Problem:
Among the records below, find each line bearing the word "helmet" and copy it.

Input:
· · · ·

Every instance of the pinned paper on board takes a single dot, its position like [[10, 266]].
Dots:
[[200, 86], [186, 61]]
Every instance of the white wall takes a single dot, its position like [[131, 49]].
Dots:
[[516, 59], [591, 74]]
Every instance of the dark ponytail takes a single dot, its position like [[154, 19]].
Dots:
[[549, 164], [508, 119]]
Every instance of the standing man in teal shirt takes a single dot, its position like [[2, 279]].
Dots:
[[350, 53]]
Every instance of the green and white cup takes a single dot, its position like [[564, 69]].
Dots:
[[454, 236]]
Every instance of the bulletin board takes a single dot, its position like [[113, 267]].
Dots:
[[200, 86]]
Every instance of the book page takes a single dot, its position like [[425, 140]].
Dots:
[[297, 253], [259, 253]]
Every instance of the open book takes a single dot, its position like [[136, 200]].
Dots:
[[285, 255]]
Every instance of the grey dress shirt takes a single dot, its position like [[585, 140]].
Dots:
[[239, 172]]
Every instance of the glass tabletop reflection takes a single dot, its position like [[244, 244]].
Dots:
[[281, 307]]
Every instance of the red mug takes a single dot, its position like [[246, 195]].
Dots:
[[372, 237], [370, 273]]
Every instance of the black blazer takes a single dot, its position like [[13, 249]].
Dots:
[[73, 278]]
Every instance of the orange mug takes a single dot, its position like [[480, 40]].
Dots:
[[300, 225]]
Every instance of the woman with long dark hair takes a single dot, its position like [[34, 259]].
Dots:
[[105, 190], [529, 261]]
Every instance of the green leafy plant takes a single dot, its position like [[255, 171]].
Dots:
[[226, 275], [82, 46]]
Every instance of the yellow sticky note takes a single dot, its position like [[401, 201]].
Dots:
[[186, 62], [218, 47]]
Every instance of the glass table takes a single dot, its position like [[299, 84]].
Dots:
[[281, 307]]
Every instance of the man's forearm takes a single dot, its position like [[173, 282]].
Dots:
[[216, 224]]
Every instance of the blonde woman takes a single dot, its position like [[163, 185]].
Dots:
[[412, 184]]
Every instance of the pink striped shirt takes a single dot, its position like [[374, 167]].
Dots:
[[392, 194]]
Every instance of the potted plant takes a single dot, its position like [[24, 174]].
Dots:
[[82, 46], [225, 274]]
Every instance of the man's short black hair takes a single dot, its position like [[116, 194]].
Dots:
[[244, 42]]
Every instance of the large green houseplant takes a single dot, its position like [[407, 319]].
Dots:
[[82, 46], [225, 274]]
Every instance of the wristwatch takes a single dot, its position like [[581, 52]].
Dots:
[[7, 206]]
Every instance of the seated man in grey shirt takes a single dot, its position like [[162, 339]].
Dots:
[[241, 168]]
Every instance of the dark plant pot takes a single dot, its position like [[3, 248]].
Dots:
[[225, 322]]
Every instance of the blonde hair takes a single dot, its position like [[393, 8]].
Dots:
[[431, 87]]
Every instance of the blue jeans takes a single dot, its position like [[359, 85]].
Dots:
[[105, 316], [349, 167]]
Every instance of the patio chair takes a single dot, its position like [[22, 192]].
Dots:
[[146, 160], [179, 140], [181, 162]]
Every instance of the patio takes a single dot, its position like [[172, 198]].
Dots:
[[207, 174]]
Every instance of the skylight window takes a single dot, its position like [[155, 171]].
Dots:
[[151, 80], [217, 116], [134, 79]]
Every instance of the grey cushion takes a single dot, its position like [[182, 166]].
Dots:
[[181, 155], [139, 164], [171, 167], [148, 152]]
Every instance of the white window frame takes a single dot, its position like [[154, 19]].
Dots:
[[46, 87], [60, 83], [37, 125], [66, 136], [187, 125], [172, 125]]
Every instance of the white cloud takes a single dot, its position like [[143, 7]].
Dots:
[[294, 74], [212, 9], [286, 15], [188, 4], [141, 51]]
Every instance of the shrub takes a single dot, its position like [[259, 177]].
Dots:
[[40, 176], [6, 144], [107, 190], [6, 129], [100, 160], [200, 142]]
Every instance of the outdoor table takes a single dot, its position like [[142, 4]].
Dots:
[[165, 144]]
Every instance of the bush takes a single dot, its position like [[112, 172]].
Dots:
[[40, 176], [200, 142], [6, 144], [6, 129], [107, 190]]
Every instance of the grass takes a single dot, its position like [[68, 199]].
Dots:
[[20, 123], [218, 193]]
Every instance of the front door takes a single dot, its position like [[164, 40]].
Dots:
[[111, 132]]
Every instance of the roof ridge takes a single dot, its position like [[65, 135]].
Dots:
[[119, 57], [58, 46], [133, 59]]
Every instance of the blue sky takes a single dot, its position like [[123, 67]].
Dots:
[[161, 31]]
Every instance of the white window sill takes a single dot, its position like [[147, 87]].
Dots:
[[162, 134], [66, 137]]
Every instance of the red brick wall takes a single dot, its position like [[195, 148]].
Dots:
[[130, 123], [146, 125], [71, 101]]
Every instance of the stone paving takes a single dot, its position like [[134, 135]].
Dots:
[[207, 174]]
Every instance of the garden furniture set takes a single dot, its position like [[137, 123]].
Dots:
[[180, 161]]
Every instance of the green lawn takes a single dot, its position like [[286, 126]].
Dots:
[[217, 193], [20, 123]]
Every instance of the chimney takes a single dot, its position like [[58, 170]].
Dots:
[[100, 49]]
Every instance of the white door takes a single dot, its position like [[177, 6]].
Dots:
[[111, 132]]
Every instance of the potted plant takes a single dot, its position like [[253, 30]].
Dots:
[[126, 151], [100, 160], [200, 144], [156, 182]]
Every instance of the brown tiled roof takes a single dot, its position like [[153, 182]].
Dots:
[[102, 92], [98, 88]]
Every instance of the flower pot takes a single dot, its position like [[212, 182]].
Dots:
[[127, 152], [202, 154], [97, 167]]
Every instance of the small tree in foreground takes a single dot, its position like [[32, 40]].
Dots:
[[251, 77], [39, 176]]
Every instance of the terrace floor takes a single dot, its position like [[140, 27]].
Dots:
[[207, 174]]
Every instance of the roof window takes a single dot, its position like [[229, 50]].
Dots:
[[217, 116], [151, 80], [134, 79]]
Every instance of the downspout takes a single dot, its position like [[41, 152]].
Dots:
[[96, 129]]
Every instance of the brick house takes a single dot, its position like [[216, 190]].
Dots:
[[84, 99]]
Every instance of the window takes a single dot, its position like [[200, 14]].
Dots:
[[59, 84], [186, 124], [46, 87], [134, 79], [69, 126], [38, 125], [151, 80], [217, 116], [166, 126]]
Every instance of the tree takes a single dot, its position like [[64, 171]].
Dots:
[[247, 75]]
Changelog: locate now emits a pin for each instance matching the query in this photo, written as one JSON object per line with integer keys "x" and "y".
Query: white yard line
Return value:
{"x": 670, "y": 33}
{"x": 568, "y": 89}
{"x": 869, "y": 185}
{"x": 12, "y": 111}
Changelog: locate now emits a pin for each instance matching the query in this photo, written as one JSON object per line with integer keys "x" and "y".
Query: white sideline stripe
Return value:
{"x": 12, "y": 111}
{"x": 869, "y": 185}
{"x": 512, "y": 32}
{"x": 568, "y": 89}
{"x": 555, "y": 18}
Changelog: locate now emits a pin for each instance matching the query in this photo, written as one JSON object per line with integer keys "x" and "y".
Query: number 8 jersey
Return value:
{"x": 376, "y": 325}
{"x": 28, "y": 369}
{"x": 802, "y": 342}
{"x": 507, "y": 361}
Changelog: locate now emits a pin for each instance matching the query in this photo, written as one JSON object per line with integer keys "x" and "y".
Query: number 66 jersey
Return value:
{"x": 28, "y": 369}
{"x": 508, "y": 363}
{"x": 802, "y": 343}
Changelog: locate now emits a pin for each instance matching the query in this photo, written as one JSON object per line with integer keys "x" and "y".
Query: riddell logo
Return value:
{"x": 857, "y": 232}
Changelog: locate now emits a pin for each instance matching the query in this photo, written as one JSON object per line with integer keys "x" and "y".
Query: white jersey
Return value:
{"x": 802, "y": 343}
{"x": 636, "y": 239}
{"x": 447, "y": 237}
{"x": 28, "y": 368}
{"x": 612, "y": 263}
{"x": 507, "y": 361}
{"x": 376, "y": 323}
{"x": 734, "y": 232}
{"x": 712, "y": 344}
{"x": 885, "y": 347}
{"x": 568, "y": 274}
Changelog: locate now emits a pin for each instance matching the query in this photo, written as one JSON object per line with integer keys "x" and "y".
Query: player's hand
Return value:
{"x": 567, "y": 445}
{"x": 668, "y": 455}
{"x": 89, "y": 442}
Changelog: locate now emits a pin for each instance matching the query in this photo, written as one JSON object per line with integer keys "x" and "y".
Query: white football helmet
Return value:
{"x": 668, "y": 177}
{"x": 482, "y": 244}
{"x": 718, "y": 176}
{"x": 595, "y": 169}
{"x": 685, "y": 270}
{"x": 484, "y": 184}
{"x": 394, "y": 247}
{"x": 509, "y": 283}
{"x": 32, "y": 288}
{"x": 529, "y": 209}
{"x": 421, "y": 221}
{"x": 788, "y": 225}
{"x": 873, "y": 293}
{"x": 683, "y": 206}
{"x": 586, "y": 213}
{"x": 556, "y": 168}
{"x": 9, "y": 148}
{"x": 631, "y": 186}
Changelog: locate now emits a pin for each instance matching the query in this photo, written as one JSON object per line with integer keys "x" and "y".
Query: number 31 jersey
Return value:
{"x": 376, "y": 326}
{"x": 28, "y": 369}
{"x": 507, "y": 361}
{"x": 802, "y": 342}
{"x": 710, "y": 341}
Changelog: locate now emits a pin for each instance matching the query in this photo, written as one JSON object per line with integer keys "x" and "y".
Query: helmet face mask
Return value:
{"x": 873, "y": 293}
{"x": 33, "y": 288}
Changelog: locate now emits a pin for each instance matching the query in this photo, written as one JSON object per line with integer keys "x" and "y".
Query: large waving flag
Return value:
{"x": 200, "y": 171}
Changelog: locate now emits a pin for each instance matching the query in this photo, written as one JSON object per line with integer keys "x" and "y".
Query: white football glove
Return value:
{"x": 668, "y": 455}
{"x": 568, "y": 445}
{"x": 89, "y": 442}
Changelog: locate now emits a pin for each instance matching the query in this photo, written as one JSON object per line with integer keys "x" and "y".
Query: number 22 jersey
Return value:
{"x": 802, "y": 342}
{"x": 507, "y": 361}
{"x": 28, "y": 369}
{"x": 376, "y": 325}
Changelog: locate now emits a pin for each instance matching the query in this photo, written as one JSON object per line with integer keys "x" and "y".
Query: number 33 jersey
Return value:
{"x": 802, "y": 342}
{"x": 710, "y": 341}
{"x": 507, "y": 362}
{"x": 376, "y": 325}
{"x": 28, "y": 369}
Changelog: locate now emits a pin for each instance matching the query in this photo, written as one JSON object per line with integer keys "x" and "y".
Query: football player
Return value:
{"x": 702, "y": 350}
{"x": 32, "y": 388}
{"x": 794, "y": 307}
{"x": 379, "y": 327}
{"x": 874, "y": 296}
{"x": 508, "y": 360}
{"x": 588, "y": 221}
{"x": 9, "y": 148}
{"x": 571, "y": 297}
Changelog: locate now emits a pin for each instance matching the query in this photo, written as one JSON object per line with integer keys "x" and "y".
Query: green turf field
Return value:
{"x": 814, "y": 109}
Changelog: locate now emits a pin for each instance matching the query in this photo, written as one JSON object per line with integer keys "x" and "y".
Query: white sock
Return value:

· · · ·

Solution:
Query: white football helmet
Query: helmet face mask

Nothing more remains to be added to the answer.